- **EXERCISE REQUIREMENTS**
Please write out the data that follows, word for word.

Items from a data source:
Content starts
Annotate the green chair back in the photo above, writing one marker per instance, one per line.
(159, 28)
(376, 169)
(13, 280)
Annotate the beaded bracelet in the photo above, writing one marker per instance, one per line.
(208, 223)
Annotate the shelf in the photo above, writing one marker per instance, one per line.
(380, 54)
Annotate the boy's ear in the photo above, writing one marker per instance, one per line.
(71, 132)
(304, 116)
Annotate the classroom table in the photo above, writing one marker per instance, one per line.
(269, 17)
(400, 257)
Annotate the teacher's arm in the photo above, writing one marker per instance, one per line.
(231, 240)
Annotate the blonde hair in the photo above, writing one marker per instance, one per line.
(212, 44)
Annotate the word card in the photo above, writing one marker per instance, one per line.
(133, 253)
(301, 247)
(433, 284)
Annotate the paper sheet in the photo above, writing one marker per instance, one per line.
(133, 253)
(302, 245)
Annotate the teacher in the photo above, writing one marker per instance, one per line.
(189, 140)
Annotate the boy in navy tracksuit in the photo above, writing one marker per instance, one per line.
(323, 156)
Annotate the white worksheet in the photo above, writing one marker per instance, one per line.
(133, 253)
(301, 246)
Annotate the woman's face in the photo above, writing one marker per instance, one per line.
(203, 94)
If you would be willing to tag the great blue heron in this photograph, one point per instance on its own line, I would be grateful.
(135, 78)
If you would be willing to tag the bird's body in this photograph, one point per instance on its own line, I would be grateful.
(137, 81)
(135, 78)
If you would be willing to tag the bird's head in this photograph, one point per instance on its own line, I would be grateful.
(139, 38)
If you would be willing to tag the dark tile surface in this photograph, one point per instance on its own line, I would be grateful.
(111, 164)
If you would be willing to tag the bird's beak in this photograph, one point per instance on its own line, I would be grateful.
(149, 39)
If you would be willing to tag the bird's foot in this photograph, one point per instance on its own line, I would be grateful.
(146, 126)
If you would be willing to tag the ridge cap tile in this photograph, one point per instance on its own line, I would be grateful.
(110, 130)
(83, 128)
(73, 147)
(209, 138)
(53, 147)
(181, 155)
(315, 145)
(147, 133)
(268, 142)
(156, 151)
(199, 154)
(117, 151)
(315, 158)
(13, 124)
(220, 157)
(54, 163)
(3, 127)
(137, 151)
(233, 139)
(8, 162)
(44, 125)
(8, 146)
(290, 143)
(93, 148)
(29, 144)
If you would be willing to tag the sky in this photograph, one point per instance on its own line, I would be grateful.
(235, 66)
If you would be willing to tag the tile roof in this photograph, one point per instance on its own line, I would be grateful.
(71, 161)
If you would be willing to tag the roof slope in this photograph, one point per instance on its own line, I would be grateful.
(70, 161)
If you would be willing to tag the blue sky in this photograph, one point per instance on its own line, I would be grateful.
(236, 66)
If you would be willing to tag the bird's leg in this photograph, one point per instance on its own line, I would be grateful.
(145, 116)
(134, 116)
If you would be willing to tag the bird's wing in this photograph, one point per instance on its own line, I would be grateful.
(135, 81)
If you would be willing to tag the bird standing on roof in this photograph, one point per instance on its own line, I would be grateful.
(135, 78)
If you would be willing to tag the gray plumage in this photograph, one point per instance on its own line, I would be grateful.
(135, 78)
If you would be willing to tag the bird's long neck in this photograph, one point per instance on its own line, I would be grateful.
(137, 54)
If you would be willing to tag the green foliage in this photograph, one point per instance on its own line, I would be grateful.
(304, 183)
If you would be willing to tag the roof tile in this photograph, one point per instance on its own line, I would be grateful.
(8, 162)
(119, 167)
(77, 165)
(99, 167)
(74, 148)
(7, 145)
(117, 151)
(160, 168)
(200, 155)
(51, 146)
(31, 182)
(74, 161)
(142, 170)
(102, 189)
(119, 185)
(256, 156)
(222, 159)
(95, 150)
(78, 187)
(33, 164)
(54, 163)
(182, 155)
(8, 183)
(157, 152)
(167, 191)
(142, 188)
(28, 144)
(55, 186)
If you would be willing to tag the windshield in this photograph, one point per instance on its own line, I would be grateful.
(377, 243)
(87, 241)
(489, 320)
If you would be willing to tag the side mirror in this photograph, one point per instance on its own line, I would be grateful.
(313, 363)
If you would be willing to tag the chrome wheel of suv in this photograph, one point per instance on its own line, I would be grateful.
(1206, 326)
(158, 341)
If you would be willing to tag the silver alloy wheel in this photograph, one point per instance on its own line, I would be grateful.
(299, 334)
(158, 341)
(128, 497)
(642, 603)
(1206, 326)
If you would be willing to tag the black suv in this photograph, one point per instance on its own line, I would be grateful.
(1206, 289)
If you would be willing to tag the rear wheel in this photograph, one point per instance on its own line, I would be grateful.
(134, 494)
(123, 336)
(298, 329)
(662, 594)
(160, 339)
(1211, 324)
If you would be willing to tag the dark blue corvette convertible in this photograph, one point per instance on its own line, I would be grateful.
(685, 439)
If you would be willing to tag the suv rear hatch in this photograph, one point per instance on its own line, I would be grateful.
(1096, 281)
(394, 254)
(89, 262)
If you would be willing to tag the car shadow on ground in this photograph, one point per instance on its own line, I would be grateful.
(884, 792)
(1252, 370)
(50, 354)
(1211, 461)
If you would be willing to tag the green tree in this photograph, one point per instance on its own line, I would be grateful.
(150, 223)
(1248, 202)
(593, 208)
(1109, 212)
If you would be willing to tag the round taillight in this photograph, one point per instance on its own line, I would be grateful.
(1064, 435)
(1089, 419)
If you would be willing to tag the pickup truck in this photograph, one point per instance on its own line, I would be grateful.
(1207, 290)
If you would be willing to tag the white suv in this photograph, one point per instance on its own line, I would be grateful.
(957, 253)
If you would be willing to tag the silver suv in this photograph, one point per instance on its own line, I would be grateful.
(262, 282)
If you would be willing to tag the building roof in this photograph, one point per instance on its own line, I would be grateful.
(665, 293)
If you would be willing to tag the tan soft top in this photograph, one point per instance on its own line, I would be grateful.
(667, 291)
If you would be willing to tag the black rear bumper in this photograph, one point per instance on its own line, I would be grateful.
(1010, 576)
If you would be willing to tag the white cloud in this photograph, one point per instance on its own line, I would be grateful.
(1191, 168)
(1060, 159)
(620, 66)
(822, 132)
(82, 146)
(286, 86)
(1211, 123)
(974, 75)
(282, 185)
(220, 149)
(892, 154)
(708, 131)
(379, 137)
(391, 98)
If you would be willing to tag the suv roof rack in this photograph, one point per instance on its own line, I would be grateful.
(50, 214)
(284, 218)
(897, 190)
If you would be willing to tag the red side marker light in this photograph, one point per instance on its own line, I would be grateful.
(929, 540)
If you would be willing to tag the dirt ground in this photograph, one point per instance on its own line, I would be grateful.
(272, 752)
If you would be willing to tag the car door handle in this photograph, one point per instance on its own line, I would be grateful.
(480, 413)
Content ends
- **SOLUTION FOR THIS PROBLEM**
Annotate the green chair back in the photo above, writing one marker per instance, one per line.
(159, 28)
(376, 169)
(13, 280)
Annotate the beaded bracelet in the photo above, writing one marker per instance, one per line.
(208, 223)
Annotate the shelf in the photo above, writing one marker per instance, one per line.
(380, 54)
Annotate the boy's ear in the photo above, writing one marker per instance, one per line.
(71, 132)
(304, 116)
Annotate the classroom table in the photo above, writing one marker per instance, one per line.
(269, 17)
(400, 257)
Annotate the teacher's arm in the photo above, writing one marker per instance, one per line.
(231, 240)
Annotate the blonde hair in the photo above, writing one marker per instance, one per line.
(212, 44)
Annotate the word card in the photo above, writing one marker per instance, one per line.
(133, 253)
(301, 247)
(433, 284)
Annotate the paper sheet in the photo above, writing one marker per instance, one per line.
(133, 253)
(302, 245)
Annotate the teacher in the photo above, writing one marker per instance, one per line.
(189, 140)
Annotate the boy in navy tracksuit in the photo above, writing one marker per instance, one per line.
(323, 156)
Annotate the white worksheet in the photo above, writing one marker per instance, one per line.
(133, 253)
(301, 246)
Annotate the woman's face in the photo above, writing one marker per instance, one per line.
(203, 94)
If you would be willing to tag the great blue heron in this photograph, one point per instance on its own line, I would be grateful.
(135, 78)
If you would be willing to tag the bird's body in this photograph, one point per instance on its own line, I would be grateful.
(137, 81)
(135, 78)
If you would be willing to tag the bird's head in this photograph, one point per instance on its own line, I would be grateful.
(139, 38)
If you would be willing to tag the dark tile surface in this photograph, one point per instance on its own line, I would be grateful.
(111, 164)
If you would be willing to tag the bird's beak in this photograph, one point per instance on its own line, I would be grateful.
(149, 39)
If you would be willing to tag the bird's foot in this photograph, one point per instance on its own line, I would be grateful.
(146, 126)
If you would be willing to tag the ridge cap tile in this photograph, one point per instance on its own line, I would be grateful.
(110, 130)
(83, 128)
(73, 147)
(209, 138)
(53, 147)
(181, 155)
(315, 145)
(147, 133)
(268, 142)
(156, 151)
(199, 154)
(117, 151)
(315, 158)
(13, 124)
(220, 157)
(54, 163)
(3, 127)
(137, 151)
(233, 139)
(8, 162)
(44, 125)
(8, 146)
(290, 143)
(93, 148)
(29, 144)
If you would be willing to tag the sky in this photograph, one point per instance on its own line, I would be grateful.
(235, 66)
If you would be willing to tag the tile roof in this photograph, one point per instance on its own line, I would be grateful.
(71, 161)
If you would be willing to tag the roof slope in this photograph, one point per instance on its own line, I would be grateful.
(70, 161)
If you would be willing to tag the blue sky in this photograph, one point per instance on its own line, I would be grateful.
(236, 66)
If you would be willing to tag the bird's leg in this photograph, one point per instance on its own line, I would be grateful.
(145, 116)
(134, 116)
If you would be willing to tag the bird's wing in this photograph, one point per instance on its own line, I would be grateful.
(135, 81)
If you would be willing to tag the bird standing on roof in this photograph, one point per instance on its own line, I would be grateful.
(135, 78)
If you would be willing to tag the gray plumage in this photograph, one point per instance on its own line, I would be grateful.
(135, 78)
If you would be willing to tag the bird's long neck in this photograph, one point per instance on its own line, I would be grateful.
(137, 54)
If you would be willing to tag the green foliage in this photograph, one point per instance on its own line, I would be grateful.
(304, 183)
If you would be willing to tag the roof tile in this photograph, one point per instance on its own line, I would be grateful.
(8, 162)
(119, 167)
(77, 165)
(99, 167)
(74, 148)
(7, 145)
(117, 151)
(160, 168)
(200, 155)
(51, 146)
(31, 182)
(74, 161)
(142, 170)
(102, 189)
(119, 185)
(256, 156)
(222, 159)
(95, 150)
(78, 187)
(33, 164)
(54, 163)
(182, 155)
(8, 183)
(157, 152)
(167, 191)
(142, 188)
(28, 144)
(55, 186)
If you would be willing to tag the windshield in this photograph, one point per instance on its own line, I would be grateful.
(377, 243)
(87, 241)
(489, 320)
If you would be willing to tag the side mirror in this photograph, one point per instance on its own line, I would be grateful.
(313, 363)
If you would be willing to tag the chrome wheel of suv in this photograph, one point per instance on its own line, I would be grateful.
(1206, 326)
(158, 341)
If you would be willing to tag the silver alloy wheel in this photograph, one point per instance on its own line, I would be grateful.
(299, 334)
(158, 341)
(128, 497)
(642, 603)
(1206, 326)
If you would be willing to tag the black suv in this photograph, one point per instance on its own line, I would be grateful.
(1206, 289)
If you would be willing to tag the rear wheel in this photograph, one point per instance on its own line, I would be grateful.
(134, 494)
(123, 336)
(298, 329)
(662, 594)
(160, 339)
(1211, 324)
If you would be willing to tag the dark blue corvette convertible in this photograph, one point per instance on its own line, I would be grateful.
(685, 439)
If you would be willing to tag the suv rear hatch in this photograph, one point per instance on its own line, I would be grateful.
(1096, 281)
(394, 254)
(89, 262)
If you would be willing to tag the car shadow on ground in this photograph, one point per instance on its own line, I would be grateful.
(884, 792)
(1252, 370)
(50, 354)
(1211, 461)
If you would be willing to tag the green tree in this photograph, one point per instance on its own line, I would be grateful.
(150, 223)
(1248, 202)
(593, 208)
(1109, 212)
If you would be willing to tag the round taillight in this photograph, one point per instance on its own line, I would be grateful.
(1064, 435)
(1089, 419)
If you would be willing to tag the pickup truck in this photograph, one point per instance on its own line, I would be grateful.
(1207, 290)
If you would be willing to tag the white suv in this photograph, one point per instance on its own line, I would be grateful.
(957, 253)
If you would be willing to tag the silver suv in this photograph, one point per instance on its own line, I would be grateful.
(262, 282)
If you would be willing to tag the building roof in this photograph, one point per instance on its own line, I would be grateful.
(665, 293)
If you would be willing to tag the tan soft top in this photograph, one point per instance on its own line, I would be grateful.
(667, 291)
If you would be willing to tag the black rear bumper in this photograph, one point per instance on its own line, I would be grateful.
(1010, 576)
If you would be willing to tag the white cloud in this photograph, one point per instance on its own line, I would be grateful.
(1191, 168)
(1060, 159)
(620, 66)
(822, 132)
(82, 146)
(286, 86)
(1211, 123)
(974, 75)
(282, 185)
(220, 149)
(892, 154)
(708, 131)
(379, 137)
(391, 98)
If you would be willing to tag the suv roof rack in this photograph, one point per instance on its own line, I would be grateful.
(50, 214)
(284, 218)
(897, 190)
If you would be willing to tag the red side marker light in this photograph, one point per instance on its own line, I would be grateful.
(929, 540)
If you would be willing to tag the dirt ground in this photograph, one point per instance on its own line, I would be grateful.
(272, 752)
If you would be willing to tag the car door handle in this photograph, one point per instance on its own line, I would be grateful.
(480, 413)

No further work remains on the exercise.